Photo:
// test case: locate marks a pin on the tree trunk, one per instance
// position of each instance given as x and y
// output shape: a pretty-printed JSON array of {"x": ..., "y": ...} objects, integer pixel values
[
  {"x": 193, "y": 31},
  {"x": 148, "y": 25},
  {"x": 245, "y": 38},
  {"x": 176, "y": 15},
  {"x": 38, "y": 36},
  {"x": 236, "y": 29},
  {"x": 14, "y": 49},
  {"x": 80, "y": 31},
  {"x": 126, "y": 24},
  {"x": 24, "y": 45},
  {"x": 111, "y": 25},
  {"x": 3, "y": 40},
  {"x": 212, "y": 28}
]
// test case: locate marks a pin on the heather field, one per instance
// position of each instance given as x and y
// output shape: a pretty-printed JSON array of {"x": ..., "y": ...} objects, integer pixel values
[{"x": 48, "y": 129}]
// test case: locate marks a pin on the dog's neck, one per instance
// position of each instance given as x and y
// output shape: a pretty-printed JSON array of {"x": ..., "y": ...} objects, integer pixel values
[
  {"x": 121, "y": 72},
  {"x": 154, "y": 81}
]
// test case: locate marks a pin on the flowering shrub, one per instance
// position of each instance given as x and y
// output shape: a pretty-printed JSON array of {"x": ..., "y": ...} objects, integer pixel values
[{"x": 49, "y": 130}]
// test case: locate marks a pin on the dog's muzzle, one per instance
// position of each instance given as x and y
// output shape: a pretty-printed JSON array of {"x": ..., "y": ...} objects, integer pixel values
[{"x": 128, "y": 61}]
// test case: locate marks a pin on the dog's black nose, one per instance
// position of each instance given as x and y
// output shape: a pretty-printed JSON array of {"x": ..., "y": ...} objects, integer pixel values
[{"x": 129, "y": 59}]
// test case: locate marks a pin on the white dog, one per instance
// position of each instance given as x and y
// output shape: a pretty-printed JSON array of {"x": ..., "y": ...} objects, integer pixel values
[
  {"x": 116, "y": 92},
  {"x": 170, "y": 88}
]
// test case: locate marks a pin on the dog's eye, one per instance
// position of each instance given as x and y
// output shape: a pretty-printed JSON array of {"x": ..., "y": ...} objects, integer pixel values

----------------------------------------

▶ Task requirements
Rewrite all of the lines above as a JSON list of strings, with one string for each line and any blank lines omitted.

▶ Result below
[
  "Photo:",
  "// test case: locate marks a pin on the tree trunk, one per instance",
  "// position of each instance given as x and y",
  "// output shape: a pretty-printed JSON array of {\"x\": ..., \"y\": ...} objects, integer pixel values",
  "[",
  "  {\"x\": 193, \"y\": 31},",
  "  {\"x\": 148, \"y\": 25},",
  "  {\"x\": 245, \"y\": 38},",
  "  {\"x\": 176, \"y\": 15},",
  "  {\"x\": 38, \"y\": 36},",
  "  {\"x\": 236, \"y\": 29},",
  "  {\"x\": 14, \"y\": 49},",
  "  {\"x\": 80, \"y\": 31},",
  "  {\"x\": 126, \"y\": 24},",
  "  {\"x\": 24, \"y\": 45},",
  "  {\"x\": 111, \"y\": 25},",
  "  {\"x\": 3, \"y\": 40},",
  "  {\"x\": 212, \"y\": 28}",
  "]",
  "// test case: locate marks a pin on the heather field, one per instance",
  "// position of each instance given as x and y",
  "// output shape: a pretty-printed JSON array of {\"x\": ..., \"y\": ...} objects, integer pixel values",
  "[{\"x\": 48, \"y\": 129}]",
  "// test case: locate marks a pin on the dog's neck, one per instance",
  "// position of each instance given as x and y",
  "// output shape: a pretty-printed JSON array of {\"x\": ..., \"y\": ...} objects, integer pixel values",
  "[",
  "  {\"x\": 121, \"y\": 72},",
  "  {\"x\": 154, \"y\": 81}",
  "]",
  "// test case: locate marks a pin on the flowering shrub, one per instance",
  "// position of each instance given as x and y",
  "// output shape: a pretty-printed JSON array of {\"x\": ..., \"y\": ...} objects, integer pixel values",
  "[{\"x\": 49, \"y\": 130}]",
  "// test case: locate marks a pin on the dog's muzzle, one per instance",
  "// position of each instance given as x and y",
  "// output shape: a pretty-printed JSON array of {\"x\": ..., \"y\": ...} objects, integer pixel values",
  "[{\"x\": 128, \"y\": 61}]",
  "// test case: locate marks a pin on the dog's black nose, one per instance",
  "// position of each instance given as x and y",
  "// output shape: a pretty-printed JSON array of {\"x\": ..., \"y\": ...} objects, integer pixel values",
  "[{\"x\": 129, \"y\": 59}]",
  "// test case: locate marks a pin on the white dog, one per instance",
  "// position of each instance given as x and y",
  "// output shape: a pretty-printed JSON array of {\"x\": ..., \"y\": ...} objects, integer pixel values",
  "[",
  "  {\"x\": 116, \"y\": 92},",
  "  {\"x\": 170, \"y\": 88}",
  "]",
  "// test case: locate marks a pin on the dog's eye, one per instance",
  "// position of each instance given as x and y",
  "// output shape: a pretty-printed JSON array of {\"x\": ..., \"y\": ...} objects, integer pixel values"
]